-- start of Excerpted records --

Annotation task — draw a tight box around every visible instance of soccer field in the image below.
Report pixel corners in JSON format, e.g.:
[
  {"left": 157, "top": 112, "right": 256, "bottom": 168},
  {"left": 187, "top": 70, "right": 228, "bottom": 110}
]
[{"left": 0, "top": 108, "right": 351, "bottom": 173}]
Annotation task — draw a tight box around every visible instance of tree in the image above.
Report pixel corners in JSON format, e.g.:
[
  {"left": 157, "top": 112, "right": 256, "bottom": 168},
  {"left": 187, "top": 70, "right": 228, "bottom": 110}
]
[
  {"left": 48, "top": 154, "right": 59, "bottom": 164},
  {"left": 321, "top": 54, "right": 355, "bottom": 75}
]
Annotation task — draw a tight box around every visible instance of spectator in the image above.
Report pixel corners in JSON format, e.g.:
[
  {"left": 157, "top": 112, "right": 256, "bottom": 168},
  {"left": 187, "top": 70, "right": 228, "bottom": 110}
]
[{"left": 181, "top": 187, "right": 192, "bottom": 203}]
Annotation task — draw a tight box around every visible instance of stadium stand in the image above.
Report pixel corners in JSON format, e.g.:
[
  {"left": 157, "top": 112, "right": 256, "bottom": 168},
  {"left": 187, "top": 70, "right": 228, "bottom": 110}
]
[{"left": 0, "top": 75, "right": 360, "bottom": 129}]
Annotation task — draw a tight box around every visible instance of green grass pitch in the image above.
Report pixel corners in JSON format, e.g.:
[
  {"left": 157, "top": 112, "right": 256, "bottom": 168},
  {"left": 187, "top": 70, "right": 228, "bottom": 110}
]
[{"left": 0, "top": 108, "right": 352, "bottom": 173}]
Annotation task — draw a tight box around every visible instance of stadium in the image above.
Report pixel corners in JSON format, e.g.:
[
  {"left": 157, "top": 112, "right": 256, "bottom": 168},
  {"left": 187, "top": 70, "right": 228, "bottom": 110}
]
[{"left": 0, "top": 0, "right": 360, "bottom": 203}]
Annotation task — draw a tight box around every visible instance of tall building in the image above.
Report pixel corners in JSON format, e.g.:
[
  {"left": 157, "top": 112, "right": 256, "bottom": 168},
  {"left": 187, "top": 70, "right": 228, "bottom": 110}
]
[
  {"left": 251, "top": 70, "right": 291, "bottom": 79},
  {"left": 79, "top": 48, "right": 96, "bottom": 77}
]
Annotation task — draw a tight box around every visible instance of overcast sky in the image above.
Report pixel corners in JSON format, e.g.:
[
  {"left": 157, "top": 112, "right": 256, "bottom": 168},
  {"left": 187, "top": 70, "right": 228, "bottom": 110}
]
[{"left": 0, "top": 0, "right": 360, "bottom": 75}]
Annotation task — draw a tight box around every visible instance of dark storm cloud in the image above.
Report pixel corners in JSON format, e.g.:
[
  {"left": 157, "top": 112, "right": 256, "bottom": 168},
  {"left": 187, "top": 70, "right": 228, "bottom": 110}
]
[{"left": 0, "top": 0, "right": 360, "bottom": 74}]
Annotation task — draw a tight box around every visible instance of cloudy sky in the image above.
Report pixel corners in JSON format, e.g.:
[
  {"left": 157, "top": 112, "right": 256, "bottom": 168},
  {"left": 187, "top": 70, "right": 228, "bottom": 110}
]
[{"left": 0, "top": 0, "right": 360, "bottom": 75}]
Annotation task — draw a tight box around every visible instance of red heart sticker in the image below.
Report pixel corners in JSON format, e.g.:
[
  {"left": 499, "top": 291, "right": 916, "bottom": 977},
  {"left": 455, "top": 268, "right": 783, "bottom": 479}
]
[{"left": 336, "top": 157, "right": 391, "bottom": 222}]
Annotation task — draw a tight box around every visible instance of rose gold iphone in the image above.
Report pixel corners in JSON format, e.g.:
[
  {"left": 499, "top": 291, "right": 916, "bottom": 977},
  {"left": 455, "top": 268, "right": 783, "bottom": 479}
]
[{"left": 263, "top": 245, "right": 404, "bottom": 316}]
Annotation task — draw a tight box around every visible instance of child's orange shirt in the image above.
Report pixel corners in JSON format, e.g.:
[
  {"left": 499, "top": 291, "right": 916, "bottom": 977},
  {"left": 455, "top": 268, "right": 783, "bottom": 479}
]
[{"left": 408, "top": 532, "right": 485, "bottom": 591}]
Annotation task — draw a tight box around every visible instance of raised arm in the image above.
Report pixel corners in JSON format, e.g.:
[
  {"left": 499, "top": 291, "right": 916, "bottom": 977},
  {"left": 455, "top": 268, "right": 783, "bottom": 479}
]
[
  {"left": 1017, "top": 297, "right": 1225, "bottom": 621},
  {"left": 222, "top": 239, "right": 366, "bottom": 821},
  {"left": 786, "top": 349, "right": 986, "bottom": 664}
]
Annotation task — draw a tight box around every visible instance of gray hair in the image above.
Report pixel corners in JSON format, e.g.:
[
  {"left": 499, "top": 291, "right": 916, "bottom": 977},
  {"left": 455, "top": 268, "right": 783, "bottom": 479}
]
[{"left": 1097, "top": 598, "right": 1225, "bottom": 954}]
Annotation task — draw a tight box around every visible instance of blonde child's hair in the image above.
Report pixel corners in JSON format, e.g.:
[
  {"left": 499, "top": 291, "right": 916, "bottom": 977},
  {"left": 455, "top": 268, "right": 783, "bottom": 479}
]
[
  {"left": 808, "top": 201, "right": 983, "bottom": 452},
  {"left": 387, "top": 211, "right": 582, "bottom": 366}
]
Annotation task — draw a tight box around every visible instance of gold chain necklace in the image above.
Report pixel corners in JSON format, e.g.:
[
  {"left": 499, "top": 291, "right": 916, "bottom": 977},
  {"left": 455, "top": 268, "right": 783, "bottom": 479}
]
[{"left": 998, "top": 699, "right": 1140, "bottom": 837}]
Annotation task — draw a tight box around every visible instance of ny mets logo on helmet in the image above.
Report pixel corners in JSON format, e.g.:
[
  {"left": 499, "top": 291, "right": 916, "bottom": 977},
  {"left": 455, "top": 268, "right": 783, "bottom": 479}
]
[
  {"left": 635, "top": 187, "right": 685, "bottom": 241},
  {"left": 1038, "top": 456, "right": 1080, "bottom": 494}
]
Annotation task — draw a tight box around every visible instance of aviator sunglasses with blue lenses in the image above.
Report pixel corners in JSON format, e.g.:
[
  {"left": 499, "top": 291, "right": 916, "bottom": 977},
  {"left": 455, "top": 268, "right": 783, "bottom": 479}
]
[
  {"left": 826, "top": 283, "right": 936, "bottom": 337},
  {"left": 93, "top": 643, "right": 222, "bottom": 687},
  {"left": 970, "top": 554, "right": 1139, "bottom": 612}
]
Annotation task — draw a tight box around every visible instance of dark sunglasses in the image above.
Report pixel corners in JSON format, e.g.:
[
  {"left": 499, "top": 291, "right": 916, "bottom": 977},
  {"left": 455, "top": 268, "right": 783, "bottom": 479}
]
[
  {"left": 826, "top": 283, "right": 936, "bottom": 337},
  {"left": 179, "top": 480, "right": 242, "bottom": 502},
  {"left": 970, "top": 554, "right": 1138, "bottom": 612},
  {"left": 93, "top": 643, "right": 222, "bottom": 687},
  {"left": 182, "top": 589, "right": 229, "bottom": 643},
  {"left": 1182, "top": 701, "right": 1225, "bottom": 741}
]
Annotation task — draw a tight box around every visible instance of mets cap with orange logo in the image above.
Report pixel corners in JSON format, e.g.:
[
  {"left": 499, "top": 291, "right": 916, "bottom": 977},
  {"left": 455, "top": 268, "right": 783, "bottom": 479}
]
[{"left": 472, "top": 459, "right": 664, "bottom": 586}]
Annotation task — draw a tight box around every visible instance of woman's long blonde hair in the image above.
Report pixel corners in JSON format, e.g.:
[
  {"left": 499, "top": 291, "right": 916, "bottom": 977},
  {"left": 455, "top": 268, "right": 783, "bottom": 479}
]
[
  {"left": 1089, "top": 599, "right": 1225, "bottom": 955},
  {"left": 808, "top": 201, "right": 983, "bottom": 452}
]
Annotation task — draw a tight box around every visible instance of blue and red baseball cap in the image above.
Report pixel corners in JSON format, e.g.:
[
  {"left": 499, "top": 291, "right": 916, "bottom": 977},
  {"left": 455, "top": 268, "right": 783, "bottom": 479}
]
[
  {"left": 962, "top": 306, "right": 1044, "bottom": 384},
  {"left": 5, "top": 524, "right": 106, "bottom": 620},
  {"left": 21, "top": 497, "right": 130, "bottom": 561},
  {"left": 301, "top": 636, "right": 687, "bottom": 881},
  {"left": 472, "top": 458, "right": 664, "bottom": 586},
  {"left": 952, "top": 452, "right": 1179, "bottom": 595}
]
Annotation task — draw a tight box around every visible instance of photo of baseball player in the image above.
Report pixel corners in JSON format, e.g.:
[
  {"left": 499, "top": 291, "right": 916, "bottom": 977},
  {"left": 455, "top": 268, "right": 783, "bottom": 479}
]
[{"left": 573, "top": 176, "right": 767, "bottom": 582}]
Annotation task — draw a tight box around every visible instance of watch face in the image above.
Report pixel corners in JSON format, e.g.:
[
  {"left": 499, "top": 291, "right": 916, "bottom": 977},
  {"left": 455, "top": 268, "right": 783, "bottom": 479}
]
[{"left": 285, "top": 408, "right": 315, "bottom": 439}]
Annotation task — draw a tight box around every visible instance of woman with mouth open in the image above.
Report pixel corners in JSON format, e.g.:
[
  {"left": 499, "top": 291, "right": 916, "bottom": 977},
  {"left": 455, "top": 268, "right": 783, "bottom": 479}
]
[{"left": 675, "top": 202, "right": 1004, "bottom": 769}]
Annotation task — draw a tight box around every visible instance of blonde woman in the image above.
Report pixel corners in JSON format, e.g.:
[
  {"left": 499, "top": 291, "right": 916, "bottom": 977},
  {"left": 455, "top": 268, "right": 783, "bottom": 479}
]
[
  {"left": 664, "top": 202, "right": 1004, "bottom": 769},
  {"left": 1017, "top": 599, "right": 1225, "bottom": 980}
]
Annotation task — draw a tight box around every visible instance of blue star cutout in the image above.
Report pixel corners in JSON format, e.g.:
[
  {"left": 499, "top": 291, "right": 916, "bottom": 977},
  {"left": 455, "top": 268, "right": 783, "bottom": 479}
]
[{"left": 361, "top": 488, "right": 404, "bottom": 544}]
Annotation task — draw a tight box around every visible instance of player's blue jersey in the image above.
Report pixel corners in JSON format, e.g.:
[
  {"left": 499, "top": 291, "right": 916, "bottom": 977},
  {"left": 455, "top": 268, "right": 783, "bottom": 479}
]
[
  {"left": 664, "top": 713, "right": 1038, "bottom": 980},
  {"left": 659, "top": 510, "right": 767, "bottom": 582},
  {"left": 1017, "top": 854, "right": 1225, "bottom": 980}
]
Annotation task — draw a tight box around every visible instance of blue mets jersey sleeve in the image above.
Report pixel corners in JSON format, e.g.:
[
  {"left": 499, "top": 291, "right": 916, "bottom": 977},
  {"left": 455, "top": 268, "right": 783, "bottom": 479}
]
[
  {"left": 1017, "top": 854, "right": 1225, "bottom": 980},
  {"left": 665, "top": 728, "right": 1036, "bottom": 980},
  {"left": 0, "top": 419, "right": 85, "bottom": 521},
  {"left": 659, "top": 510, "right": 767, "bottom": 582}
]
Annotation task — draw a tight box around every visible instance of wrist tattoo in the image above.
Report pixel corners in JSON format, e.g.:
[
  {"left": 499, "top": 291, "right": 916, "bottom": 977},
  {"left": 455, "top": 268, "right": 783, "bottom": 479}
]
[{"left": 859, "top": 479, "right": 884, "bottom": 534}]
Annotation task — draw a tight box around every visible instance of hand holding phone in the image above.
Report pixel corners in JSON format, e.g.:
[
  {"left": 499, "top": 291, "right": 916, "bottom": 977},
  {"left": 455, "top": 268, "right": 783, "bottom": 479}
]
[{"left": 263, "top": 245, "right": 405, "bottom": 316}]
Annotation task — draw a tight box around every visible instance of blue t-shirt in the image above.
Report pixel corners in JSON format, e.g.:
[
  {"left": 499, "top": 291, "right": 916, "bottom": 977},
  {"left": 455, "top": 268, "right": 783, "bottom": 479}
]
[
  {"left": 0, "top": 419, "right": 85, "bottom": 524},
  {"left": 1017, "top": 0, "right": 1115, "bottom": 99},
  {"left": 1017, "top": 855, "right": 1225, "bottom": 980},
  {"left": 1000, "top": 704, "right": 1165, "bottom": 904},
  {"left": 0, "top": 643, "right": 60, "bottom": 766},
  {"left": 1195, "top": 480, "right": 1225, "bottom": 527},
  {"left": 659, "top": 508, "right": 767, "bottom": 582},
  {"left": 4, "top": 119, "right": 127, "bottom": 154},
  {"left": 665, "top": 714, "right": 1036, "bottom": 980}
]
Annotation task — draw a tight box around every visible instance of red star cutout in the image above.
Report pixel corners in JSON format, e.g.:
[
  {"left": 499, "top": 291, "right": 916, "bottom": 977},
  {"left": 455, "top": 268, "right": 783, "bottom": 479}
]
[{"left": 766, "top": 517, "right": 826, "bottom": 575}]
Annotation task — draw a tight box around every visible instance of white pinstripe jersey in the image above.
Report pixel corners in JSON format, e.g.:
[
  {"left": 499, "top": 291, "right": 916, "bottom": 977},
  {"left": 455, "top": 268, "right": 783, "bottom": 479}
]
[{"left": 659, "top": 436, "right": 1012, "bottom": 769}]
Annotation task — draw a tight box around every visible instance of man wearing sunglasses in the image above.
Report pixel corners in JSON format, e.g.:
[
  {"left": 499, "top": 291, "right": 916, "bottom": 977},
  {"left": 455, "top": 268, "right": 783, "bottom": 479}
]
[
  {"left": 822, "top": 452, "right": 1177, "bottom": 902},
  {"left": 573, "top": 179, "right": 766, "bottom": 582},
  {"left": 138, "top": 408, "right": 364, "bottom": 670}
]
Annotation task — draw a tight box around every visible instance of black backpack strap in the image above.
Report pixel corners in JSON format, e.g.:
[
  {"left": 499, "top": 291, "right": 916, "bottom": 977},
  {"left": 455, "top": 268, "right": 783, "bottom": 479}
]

-- end of Excerpted records --

Identify every line in the data above that contains the string "orange", and copy each of those lines.

Annotation task — draw a tight box around every visible instance of child's orange shirt in the image above.
Annotation task — draw a tight box around every visible instance of mets cap with orange logo in the image above.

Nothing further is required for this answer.